TASK PROMPT
Copy out the records word for word, from the line containing "Greenhouse-scouting request: tag the distant building" through the end of the records.

(Coordinate annotation records)
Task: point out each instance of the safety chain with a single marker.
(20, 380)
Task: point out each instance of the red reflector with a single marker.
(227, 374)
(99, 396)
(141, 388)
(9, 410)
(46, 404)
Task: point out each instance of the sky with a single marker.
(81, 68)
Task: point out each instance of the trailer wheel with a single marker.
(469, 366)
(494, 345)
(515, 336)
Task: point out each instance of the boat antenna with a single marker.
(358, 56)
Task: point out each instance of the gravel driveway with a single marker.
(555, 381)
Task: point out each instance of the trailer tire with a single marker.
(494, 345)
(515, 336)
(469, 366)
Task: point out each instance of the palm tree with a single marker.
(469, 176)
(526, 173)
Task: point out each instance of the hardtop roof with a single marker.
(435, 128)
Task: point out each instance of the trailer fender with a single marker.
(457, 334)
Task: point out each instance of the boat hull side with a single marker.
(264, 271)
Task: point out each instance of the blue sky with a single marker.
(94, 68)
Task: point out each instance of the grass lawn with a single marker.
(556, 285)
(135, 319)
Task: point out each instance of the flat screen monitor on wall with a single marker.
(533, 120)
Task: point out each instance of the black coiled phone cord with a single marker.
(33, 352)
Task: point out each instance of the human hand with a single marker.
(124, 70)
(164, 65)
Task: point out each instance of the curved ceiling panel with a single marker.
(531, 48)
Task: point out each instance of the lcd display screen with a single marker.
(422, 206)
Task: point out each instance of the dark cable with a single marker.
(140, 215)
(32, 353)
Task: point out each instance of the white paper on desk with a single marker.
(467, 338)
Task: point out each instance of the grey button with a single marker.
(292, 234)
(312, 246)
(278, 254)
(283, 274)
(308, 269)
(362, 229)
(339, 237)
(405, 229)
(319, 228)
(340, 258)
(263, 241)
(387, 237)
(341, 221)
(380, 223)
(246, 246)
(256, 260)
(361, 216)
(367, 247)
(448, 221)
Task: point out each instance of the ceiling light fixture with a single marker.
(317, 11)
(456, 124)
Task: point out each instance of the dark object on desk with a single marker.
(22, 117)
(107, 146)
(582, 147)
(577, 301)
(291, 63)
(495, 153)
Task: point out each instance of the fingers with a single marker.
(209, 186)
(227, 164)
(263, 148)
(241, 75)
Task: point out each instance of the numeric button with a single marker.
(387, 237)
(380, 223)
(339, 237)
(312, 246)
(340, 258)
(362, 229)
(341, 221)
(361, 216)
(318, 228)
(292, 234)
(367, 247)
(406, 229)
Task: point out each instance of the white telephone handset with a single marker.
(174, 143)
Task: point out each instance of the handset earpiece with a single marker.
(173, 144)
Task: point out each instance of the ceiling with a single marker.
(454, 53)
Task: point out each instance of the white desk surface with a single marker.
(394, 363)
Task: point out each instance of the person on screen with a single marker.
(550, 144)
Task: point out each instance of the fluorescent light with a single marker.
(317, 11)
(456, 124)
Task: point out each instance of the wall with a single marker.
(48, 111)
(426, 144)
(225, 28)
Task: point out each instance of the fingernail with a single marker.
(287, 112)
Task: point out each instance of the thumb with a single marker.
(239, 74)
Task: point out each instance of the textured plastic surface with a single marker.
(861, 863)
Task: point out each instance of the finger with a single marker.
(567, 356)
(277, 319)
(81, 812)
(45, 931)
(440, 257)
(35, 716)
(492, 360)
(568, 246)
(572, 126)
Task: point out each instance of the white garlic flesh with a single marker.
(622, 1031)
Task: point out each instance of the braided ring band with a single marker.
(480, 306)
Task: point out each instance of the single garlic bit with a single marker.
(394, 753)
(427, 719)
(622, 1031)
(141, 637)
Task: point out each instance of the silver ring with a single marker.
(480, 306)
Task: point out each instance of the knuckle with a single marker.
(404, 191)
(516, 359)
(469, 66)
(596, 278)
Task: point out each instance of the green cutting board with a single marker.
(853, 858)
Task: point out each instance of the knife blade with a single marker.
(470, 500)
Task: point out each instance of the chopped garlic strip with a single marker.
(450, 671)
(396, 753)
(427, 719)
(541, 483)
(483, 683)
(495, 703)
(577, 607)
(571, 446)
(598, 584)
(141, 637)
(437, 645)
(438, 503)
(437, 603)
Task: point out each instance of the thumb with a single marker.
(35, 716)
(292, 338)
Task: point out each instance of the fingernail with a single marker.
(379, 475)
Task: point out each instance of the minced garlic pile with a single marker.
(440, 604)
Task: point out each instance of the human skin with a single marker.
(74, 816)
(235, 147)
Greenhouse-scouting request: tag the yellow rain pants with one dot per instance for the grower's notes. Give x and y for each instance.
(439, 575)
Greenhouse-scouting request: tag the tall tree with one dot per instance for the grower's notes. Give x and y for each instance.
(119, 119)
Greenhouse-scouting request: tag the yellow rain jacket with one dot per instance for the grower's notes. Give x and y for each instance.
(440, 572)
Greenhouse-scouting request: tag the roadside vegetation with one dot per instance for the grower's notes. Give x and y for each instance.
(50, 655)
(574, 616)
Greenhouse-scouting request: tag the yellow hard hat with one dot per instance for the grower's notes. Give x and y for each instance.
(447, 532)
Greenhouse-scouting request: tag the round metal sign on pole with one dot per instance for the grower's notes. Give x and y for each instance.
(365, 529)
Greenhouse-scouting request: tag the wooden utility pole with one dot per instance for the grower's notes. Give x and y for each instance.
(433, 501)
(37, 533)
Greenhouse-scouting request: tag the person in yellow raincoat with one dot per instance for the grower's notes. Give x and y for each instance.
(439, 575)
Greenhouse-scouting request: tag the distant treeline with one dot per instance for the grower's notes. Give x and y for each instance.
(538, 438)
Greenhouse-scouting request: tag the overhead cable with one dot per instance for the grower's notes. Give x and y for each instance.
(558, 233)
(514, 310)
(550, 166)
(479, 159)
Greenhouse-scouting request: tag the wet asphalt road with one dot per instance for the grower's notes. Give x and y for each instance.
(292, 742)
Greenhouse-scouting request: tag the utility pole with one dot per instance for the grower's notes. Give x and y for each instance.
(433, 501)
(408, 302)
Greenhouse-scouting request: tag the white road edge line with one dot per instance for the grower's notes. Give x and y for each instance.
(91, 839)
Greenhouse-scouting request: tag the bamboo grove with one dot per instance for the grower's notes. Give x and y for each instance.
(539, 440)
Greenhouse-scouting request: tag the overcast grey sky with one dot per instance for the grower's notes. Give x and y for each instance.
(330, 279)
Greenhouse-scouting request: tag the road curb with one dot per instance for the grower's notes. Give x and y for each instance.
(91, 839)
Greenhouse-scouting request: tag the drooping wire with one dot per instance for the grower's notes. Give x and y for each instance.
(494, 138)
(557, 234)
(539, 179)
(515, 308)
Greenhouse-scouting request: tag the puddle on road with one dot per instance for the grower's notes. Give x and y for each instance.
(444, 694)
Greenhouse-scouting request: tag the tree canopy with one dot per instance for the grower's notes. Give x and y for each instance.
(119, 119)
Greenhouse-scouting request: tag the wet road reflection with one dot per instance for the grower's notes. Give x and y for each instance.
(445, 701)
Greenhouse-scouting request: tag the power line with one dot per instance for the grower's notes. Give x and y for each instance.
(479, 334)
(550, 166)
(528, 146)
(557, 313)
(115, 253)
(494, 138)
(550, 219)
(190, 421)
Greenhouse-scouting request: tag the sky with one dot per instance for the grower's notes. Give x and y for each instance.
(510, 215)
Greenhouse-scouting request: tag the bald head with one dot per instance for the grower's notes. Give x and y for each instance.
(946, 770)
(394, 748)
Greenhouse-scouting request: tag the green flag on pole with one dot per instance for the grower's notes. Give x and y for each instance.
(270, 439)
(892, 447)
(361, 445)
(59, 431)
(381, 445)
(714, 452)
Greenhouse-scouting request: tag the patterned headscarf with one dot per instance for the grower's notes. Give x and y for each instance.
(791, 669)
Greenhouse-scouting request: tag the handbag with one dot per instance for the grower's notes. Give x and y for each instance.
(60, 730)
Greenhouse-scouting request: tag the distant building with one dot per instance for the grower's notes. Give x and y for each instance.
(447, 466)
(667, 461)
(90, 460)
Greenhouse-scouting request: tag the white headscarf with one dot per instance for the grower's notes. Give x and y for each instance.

RESPONSE TO THE TASK
Greenhouse-scouting request: tag the distant building with one dot per instance for the grower's notes. Give x and y for each instance.
(447, 466)
(667, 461)
(90, 460)
Greenhouse-scouting request: tag the white headscarf with one dot per instance for the grower's notes. Give x and y for each instance.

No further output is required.